* WHAT YOU HAVE TO DO
Count how many lines of the material below contain the string "stone". Give only the number.

* PROVIDED ENTRIES
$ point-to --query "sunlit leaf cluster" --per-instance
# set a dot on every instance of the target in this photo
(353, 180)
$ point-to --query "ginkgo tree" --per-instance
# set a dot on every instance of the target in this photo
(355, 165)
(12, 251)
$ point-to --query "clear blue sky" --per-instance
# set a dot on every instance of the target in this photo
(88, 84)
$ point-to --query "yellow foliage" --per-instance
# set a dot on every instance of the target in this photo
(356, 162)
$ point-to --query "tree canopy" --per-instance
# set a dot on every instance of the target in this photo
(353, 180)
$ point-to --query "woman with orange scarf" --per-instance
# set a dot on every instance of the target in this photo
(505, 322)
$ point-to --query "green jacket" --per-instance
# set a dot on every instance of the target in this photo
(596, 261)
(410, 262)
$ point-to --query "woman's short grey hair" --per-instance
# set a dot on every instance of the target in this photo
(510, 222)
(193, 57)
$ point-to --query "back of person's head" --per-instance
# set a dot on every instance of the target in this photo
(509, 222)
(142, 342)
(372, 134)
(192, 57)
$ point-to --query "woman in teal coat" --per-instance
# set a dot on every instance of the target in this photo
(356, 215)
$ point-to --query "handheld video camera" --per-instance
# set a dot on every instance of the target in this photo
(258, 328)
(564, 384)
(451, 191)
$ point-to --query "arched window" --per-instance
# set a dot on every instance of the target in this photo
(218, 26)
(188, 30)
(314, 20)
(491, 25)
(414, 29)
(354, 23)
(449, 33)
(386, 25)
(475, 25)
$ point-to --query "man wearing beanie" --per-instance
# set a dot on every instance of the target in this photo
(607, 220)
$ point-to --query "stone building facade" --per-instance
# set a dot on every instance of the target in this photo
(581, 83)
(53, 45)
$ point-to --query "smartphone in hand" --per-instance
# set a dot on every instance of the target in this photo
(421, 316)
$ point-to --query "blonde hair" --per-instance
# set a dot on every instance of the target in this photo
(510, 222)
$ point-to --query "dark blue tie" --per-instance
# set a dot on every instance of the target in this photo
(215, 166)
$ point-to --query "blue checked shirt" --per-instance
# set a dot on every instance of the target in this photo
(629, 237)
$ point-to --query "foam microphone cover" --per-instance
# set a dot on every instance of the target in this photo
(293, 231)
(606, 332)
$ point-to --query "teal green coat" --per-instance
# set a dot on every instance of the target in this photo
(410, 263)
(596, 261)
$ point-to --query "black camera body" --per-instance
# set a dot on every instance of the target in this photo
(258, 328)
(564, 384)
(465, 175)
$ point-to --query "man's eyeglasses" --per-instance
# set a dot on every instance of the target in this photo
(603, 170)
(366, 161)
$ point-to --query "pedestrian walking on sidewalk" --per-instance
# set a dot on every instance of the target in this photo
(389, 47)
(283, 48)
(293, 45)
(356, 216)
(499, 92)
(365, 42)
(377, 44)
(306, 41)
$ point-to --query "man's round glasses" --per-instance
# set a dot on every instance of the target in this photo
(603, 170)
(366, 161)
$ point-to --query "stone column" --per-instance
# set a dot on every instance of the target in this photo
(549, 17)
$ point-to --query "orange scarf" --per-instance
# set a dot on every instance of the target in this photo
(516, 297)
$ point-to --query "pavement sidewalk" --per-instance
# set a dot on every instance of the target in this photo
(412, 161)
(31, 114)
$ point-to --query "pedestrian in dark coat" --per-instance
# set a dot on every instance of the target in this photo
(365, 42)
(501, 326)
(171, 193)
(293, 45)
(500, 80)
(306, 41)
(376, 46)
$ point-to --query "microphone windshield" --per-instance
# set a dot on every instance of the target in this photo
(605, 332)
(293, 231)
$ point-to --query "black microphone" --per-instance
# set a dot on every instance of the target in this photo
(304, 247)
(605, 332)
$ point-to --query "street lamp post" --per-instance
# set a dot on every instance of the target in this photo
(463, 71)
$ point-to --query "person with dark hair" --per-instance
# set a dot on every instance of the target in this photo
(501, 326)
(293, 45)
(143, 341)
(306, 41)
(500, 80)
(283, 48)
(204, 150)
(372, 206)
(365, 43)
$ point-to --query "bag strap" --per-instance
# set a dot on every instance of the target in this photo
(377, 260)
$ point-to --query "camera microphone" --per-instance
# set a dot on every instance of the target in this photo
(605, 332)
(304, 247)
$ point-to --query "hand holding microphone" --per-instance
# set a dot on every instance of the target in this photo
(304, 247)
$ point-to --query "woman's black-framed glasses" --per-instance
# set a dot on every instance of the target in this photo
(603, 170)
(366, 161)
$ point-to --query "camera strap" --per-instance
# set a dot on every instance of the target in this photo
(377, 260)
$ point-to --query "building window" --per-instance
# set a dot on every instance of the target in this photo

* RESULT FOR THIS TASK
2